Dataset entries
▬▬▬▬▬▬
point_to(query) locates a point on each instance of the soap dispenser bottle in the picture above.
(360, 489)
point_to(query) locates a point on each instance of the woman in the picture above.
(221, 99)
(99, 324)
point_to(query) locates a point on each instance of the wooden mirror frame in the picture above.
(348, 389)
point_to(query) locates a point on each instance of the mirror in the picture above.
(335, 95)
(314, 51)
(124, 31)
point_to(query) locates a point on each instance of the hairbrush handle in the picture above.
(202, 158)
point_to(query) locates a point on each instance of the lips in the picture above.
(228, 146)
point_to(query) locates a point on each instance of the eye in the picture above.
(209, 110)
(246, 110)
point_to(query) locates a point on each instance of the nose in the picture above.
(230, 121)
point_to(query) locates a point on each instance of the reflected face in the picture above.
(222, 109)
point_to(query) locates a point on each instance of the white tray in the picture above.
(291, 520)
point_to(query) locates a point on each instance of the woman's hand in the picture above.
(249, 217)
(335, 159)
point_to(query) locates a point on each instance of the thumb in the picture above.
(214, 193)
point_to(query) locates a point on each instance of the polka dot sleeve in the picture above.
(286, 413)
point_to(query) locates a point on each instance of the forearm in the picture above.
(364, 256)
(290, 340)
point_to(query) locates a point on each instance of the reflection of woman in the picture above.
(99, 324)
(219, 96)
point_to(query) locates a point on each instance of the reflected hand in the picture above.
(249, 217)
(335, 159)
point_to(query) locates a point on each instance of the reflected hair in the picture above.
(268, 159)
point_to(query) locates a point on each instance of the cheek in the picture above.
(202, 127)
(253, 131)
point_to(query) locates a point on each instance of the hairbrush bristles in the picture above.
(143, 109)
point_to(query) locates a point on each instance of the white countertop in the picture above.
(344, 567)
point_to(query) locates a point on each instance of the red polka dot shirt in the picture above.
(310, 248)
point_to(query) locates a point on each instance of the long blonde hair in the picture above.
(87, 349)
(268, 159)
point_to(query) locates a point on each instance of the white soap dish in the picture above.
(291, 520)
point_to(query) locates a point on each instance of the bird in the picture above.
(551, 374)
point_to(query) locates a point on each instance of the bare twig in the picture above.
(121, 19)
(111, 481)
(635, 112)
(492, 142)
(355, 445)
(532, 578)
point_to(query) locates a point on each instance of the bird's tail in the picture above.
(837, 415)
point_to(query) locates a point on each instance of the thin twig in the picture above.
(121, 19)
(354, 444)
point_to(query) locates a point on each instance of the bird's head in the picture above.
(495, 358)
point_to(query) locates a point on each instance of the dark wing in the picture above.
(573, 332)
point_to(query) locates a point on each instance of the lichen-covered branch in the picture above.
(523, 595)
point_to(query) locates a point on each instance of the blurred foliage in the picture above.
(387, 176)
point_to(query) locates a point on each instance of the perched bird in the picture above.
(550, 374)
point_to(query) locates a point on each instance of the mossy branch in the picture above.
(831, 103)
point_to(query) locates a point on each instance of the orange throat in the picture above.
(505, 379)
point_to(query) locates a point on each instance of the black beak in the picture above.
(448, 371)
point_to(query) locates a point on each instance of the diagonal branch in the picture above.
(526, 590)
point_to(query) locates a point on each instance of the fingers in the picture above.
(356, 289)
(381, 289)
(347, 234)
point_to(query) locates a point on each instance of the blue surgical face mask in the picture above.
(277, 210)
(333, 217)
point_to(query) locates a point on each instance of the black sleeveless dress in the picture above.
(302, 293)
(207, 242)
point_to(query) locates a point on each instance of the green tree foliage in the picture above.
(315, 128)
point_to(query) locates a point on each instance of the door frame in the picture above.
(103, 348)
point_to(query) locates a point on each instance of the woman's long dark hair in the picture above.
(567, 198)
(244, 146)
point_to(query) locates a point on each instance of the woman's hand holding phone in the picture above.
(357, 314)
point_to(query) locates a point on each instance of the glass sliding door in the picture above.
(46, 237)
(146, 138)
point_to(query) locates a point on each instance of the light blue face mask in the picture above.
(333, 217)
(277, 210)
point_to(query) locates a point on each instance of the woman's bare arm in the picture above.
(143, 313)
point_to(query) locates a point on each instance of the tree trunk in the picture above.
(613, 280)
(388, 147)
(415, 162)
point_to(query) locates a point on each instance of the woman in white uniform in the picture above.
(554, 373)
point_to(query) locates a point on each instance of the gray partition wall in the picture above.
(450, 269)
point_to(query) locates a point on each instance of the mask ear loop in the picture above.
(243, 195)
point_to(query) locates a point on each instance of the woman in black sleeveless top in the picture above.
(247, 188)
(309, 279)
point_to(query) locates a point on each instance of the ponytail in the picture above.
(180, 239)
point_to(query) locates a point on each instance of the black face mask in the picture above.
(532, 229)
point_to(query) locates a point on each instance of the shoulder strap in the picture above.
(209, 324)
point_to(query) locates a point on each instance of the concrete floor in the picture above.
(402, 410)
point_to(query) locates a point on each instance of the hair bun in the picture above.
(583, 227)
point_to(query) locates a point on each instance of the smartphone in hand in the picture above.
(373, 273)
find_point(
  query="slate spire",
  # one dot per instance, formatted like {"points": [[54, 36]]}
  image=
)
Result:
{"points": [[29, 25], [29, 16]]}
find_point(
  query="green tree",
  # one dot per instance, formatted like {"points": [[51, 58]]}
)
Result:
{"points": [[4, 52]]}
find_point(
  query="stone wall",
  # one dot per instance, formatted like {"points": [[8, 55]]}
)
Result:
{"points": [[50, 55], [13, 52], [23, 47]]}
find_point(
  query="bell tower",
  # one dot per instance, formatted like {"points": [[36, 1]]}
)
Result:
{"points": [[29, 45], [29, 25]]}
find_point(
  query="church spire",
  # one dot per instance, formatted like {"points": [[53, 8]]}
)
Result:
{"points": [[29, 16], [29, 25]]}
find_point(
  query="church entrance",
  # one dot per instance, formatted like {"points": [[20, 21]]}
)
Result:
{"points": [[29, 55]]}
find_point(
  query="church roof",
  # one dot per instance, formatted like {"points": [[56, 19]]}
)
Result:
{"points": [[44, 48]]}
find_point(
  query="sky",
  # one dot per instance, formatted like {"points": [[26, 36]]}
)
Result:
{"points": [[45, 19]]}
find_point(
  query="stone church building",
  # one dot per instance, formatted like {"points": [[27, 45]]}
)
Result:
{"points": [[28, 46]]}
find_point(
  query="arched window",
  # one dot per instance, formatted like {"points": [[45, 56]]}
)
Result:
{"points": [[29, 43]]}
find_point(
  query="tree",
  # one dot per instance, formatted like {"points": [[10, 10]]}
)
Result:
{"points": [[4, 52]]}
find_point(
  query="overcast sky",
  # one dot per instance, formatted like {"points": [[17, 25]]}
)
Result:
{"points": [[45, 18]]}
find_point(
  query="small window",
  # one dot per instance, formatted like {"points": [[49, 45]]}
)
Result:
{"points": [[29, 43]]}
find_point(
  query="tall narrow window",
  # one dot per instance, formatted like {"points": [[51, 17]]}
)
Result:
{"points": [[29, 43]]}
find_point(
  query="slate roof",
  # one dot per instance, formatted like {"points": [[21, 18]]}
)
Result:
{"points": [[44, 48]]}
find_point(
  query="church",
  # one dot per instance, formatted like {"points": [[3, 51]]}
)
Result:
▬▬▬▬▬▬
:: WORK TO BE COMPLETED ::
Please retype all of the records, keeping each line exactly as it is.

:: FINISHED EXERCISE ::
point_to(query) locates a point on each instance of the soap dispenser bottle in the picture above.
(360, 489)
point_to(query) locates a point on each instance of the woman in the picture above.
(221, 99)
(99, 324)
point_to(query) locates a point on each instance of the wooden mirror frame in the picture above.
(348, 389)
point_to(query) locates a point on each instance of the mirror in the picture above.
(335, 95)
(314, 51)
(124, 31)
point_to(query) locates a point on each instance of the hairbrush handle in the picture above.
(202, 158)
point_to(query) locates a point on each instance of the lips in the picture above.
(228, 146)
point_to(query) locates a point on each instance of the eye in the picture above.
(209, 110)
(246, 110)
point_to(query) locates a point on each instance of the nose in the picture above.
(230, 121)
point_to(query) locates a point on each instance of the reflected face in the picture above.
(222, 109)
point_to(query) locates a point on each instance of the white tray in the picture above.
(291, 520)
point_to(query) locates a point on each instance of the woman's hand in the picture above.
(249, 217)
(335, 159)
point_to(query) locates a point on each instance of the thumb in the picture above.
(214, 193)
point_to(query) locates a point on each instance of the polka dot sleeve in the picture above.
(286, 413)
point_to(query) locates a point on each instance of the forearm in the picture above.
(364, 256)
(290, 340)
point_to(query) locates a point on each instance of the reflection of woman in the picture above.
(99, 324)
(219, 96)
point_to(query) locates a point on each instance of the reflected hand in the picture above.
(249, 217)
(335, 159)
point_to(query) locates a point on each instance of the reflected hair in the picture above.
(268, 159)
point_to(query) locates a point on each instance of the cheek in the picture above.
(202, 127)
(253, 131)
point_to(query) locates a point on each instance of the hairbrush bristles in the picture above.
(143, 109)
point_to(query) locates a point on each instance of the white countertop in the picture above.
(344, 567)
point_to(query) locates a point on each instance of the red polka dot shirt in the picture above.
(310, 248)
point_to(query) locates a point on each instance of the long blonde hair in the picture above.
(87, 349)
(268, 159)
point_to(query) locates a point on each instance of the white soap dish in the picture above.
(291, 520)
point_to(query) locates a point on each instance of the bird in the picture above.
(551, 374)
point_to(query) locates a point on each instance of the bare twig in the picture above.
(121, 19)
(111, 481)
(635, 112)
(492, 142)
(355, 445)
(532, 578)
point_to(query) locates a point on each instance of the bird's tail in the picture above.
(837, 415)
point_to(query) locates a point on each instance of the thin twig in the picture above.
(121, 19)
(354, 444)
point_to(query) locates a point on each instance of the bird's head in the picture above.
(495, 358)
point_to(query) locates a point on each instance of the dark wing in the picture above.
(573, 332)
point_to(query) locates a point on each instance of the lichen-covered branch in the picture above.
(523, 595)
point_to(query) locates a point on each instance of the blurred foliage in the picture above.
(387, 176)
point_to(query) locates a point on each instance of the perched bird in the picture above.
(550, 374)
point_to(query) locates a point on each instance of the mossy branch in the picture above.
(831, 103)
point_to(query) locates a point on each instance of the orange throat in the picture above.
(505, 379)
point_to(query) locates a point on each instance of the black beak in the picture above.
(448, 371)
point_to(query) locates a point on each instance of the diagonal branch in the picture above.
(526, 590)
point_to(query) locates a point on each instance of the fingers in the picture above.
(356, 289)
(381, 289)
(347, 234)
point_to(query) locates a point on each instance of the blue surgical face mask in the picture above.
(277, 210)
(333, 217)
point_to(query) locates a point on each instance of the black sleeveless dress in the picture above.
(302, 293)
(207, 242)
point_to(query) locates a point on each instance of the green tree foliage in the picture above.
(315, 128)
point_to(query) locates a point on each instance of the door frame in the picture above.
(103, 348)
point_to(query) locates a point on each instance of the woman's long dark hair in the picture above.
(567, 198)
(244, 146)
point_to(query) locates a point on each instance of the woman's hand holding phone in the picture above.
(357, 314)
point_to(query) locates a point on each instance of the glass sliding door in the picture above.
(46, 237)
(146, 138)
point_to(query) locates a point on each instance of the light blue face mask in the picture above.
(333, 217)
(277, 210)
point_to(query) locates a point on each instance of the woman's bare arm in the picture above.
(143, 313)
point_to(query) locates a point on each instance of the tree trunk in the picture above.
(613, 280)
(388, 147)
(415, 162)
point_to(query) locates a point on each instance of the woman in white uniform in the picture above.
(554, 373)
point_to(query) locates a point on each instance of the gray partition wall in the picture above.
(450, 269)
point_to(query) locates a point on each instance of the mask ear loop in the picture above.
(243, 195)
point_to(query) locates a point on each instance of the woman in black sleeveless top in the picture above.
(247, 188)
(309, 279)
point_to(query) locates a point on each instance of the ponytail in the picture above.
(180, 239)
point_to(query) locates a point on each instance of the black face mask in the picture above.
(532, 229)
point_to(query) locates a point on each instance of the shoulder strap in the picture above.
(209, 324)
point_to(query) locates a point on each instance of the concrete floor in the picture above.
(402, 410)
point_to(query) locates a point on each instance of the hair bun in the picture above.
(583, 227)
point_to(query) locates a point on each instance of the smartphone in hand in the picture above.
(373, 273)
find_point(
  query="slate spire",
  # one dot per instance, formatted like {"points": [[54, 36]]}
  image=
)
Result:
{"points": [[29, 25], [29, 16]]}
find_point(
  query="green tree",
  # one dot per instance, formatted like {"points": [[51, 58]]}
)
Result:
{"points": [[4, 52]]}
find_point(
  query="stone wall",
  # one dot per instance, formatted like {"points": [[8, 55]]}
)
Result:
{"points": [[50, 55], [13, 52], [23, 47]]}
find_point(
  query="bell tower",
  # one dot per instance, formatted like {"points": [[36, 1]]}
)
Result:
{"points": [[29, 45], [29, 25]]}
find_point(
  query="church spire",
  # one dot per instance, formatted like {"points": [[53, 8]]}
)
Result:
{"points": [[29, 16], [29, 25]]}
find_point(
  query="church entrance",
  # one dot per instance, formatted like {"points": [[20, 21]]}
)
Result:
{"points": [[29, 55]]}
find_point(
  query="church roof",
  # one dot per instance, formatted like {"points": [[56, 19]]}
)
Result:
{"points": [[44, 48]]}
find_point(
  query="sky",
  # one dot per instance, formatted like {"points": [[26, 36]]}
)
Result:
{"points": [[45, 19]]}
find_point(
  query="stone church building",
  # one dot per instance, formatted like {"points": [[27, 45]]}
)
Result:
{"points": [[28, 46]]}
find_point(
  query="arched window",
  # one dot per instance, formatted like {"points": [[45, 56]]}
)
Result:
{"points": [[29, 43]]}
find_point(
  query="tree",
  # one dot per instance, formatted like {"points": [[10, 10]]}
)
Result:
{"points": [[4, 52]]}
find_point(
  query="overcast sky",
  # one dot per instance, formatted like {"points": [[17, 25]]}
)
Result:
{"points": [[45, 18]]}
find_point(
  query="small window",
  # one dot per instance, formatted like {"points": [[49, 45]]}
)
Result:
{"points": [[29, 43]]}
find_point(
  query="tall narrow window",
  # one dot per instance, formatted like {"points": [[51, 17]]}
)
Result:
{"points": [[29, 43]]}
find_point(
  query="slate roof",
  # one dot per instance, formatted like {"points": [[21, 18]]}
)
Result:
{"points": [[44, 48]]}
find_point(
  query="church",
  # one dot per instance, formatted like {"points": [[3, 51]]}
)
Result:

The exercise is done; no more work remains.